▶ [GIVEN TEXT]
-- Opening Marker --

October is Breast Cancer Awareness Month, and a yearly global health campaign organized by major charities every October to increase awareness of the disease, and to raise funds for research into its cause, prevention, diagnosis, treatment and cure. The movement also offers information and support to those affected by this cancer.

The pink ribbon is an international symbol of breast cancer awareness. It symbolizes hope for the future, and the charitable kindness of individuals and businesses who widely support the breast cancer movement. It aims to evoke unity of women who presently have breast cancer.

What to look out for

Screening tests can help find cancer in its early stages, before any symptoms appear, so go for you annual mammograms. Because mammograms do not find every breast cancer, it is important for you to be aware of changes in your breasts and to know the signs and symptoms of breast cancer.

The most general symptom of cancer of the breast is a new lump or mass. A painless, hard mass that has irregular edges is more likely to be cancer, but breast cancers can be tender, soft, or round. They can even be sore. It is very important to have any new breast mass, lump, or breast change checked by a health care professional.

Possible symptoms are:

  • Swelling of all or part of a breast
  • Skin irritation or dimpling (looks like an orange peel)

-- Closing Marker --

▶ [EXPLORE THE MATERIAL]
1 – In the breast cancer awareness text, what is the most general symptom of breast cancer?
2 – Copy out the portion of the breast cancer awareness text between "The pink ribbon" and "have breast cancer.", inclusive.

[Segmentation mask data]
-- Opening Marker --

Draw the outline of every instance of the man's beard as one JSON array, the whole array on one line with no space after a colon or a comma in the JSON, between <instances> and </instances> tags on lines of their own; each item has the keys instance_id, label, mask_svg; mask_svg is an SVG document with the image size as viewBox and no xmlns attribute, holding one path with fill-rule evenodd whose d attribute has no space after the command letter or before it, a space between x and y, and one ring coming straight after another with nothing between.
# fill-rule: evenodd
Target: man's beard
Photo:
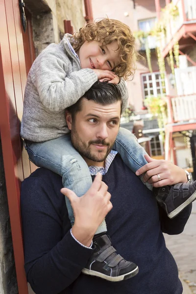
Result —
<instances>
[{"instance_id":1,"label":"man's beard","mask_svg":"<svg viewBox=\"0 0 196 294\"><path fill-rule=\"evenodd\" d=\"M108 155L110 153L112 147L113 145L110 145L110 144L106 142L104 140L96 140L90 141L88 144L86 144L83 141L82 141L81 137L79 137L77 131L75 130L74 125L72 125L72 131L71 131L71 141L72 145L76 149L80 154L82 156L84 156L97 162L101 162L104 161L107 158ZM92 144L100 145L103 146L107 146L107 149L106 153L105 152L102 154L102 157L98 157L96 154L93 154L91 152L90 146ZM98 150L98 152L100 154L103 153L103 150Z\"/></svg>"}]
</instances>

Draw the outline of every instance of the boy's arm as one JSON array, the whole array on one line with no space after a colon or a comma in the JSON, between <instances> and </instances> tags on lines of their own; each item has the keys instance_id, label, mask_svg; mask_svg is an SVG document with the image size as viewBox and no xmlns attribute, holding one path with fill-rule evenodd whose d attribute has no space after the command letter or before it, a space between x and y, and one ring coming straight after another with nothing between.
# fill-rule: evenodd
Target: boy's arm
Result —
<instances>
[{"instance_id":1,"label":"boy's arm","mask_svg":"<svg viewBox=\"0 0 196 294\"><path fill-rule=\"evenodd\" d=\"M123 78L121 78L119 84L117 85L118 88L121 91L121 95L122 96L122 113L123 113L124 110L126 109L128 105L128 89L126 86L126 83Z\"/></svg>"},{"instance_id":2,"label":"boy's arm","mask_svg":"<svg viewBox=\"0 0 196 294\"><path fill-rule=\"evenodd\" d=\"M182 233L191 214L192 203L172 220L168 218L166 212L161 206L158 205L158 207L162 232L169 235L177 235Z\"/></svg>"},{"instance_id":3,"label":"boy's arm","mask_svg":"<svg viewBox=\"0 0 196 294\"><path fill-rule=\"evenodd\" d=\"M57 294L77 278L92 249L73 238L69 223L65 224L67 232L63 235L59 197L64 196L60 192L57 195L49 180L45 183L42 177L31 176L22 183L24 267L27 280L36 294Z\"/></svg>"},{"instance_id":4,"label":"boy's arm","mask_svg":"<svg viewBox=\"0 0 196 294\"><path fill-rule=\"evenodd\" d=\"M63 110L75 103L98 80L97 75L91 69L83 69L68 75L68 65L71 61L66 56L62 58L52 51L41 53L34 61L28 77L43 104L52 112ZM67 64L65 58L67 59Z\"/></svg>"}]
</instances>

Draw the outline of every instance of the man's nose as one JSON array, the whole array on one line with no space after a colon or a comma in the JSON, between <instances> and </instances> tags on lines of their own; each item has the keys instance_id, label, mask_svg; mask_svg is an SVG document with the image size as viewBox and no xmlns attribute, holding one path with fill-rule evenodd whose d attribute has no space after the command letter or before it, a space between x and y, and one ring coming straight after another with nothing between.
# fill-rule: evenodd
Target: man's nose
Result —
<instances>
[{"instance_id":1,"label":"man's nose","mask_svg":"<svg viewBox=\"0 0 196 294\"><path fill-rule=\"evenodd\" d=\"M100 126L97 133L97 137L102 139L105 139L108 137L107 132L107 127L106 125L102 125Z\"/></svg>"}]
</instances>

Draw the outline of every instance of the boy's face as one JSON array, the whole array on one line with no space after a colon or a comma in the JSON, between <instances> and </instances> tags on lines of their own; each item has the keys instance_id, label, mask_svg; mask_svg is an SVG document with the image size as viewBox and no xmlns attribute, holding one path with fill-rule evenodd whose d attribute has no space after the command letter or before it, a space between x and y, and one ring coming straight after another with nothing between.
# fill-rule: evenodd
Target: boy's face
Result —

-- Closing Marker --

▶ [RESPONSES TO THE EXERCISE]
1 – A new lump or mass.

2 –
The pink ribbon is an international symbol of breast cancer awareness. It symbolizes hope for the future, and the charitable kindness of individuals and businesses who widely support the breast cancer movement. It aims to evoke unity of women who presently have breast cancer.